In June of 1946, the ex-heavyweight champion of the world, a flamboyant, cigar-smoking man with tailored suits and expensive cars, a trailblazing fighter who rose to fame unthinkable for a black man during Jim Crow, crashed his Lincoln Zephyr in the little town of Franklinton.
The story of Jack Johnson’s fatal wreck, just 25 miles from Raleigh, remains notorious given that one of world’s most recognizable men was refused aid from a white ambulance driver and died in a segregated hospital. Seven decades later, Jack Johnson remains a towering figure in both sports and civil rights, an icon who turns up in rap songs, comic books and a gag line from Ron Burgundy in “Anchorman.”
The life of “The Galveston Giant” inspired a Tony-winning play, a movie starring James Earl Jones and a documentary by Ken Burns, master of the slow zoom. But those works gave scant mention to the champion’s final hours. A new film follows Johnson’s life to the people who saw it end at a curve on U.S. 1.

> **EXERCISE DATA**

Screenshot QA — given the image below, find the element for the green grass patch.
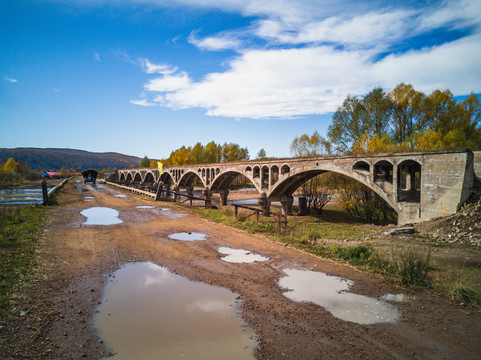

> **WHAT TO WORK ON**
How would the article about Jack Johnson's fatal car crash go on after its last sentence? Write the next part.

> **WRITTEN ANSWER**
“My daddy heard it from the barbershop and came running,” said Joe Cutchins Jr., 73, funeral director in Franklinton. “He was the undertaker in town, and as they carried Jack away, he wrote this epitaph: He drove too far, too fast, too long.”
Making a Johnson documentary with a local emphasis could be tricky considering so much about the fighter’s end remains in dispute: whether he died en route to St. Agnes’ Hospital, the shell of which still stands on Oakwood Avenue in Raleigh, or whether he could have gotten life-saving care at Rex Hospital, which then catered only to white patients. Two of the men interviewed for “Jack Johnson: The Night it Happened,” even disagree about the year of the crash.
Aaron Snowell, the film’s co-producer, comes to the story from a variety of directions. Boxing fans know him as Mike Tyson’s trainer, ringside at the disastrous Buster Douglas fight of 1990. But Snowell’s mother came from Franklin County, and friends there urged him to take on the project. In 2015, the Franklin County commissioners approved $5,000 in grant funds for the film, and the witnesses from 1946 gave their accounts at Town Hall.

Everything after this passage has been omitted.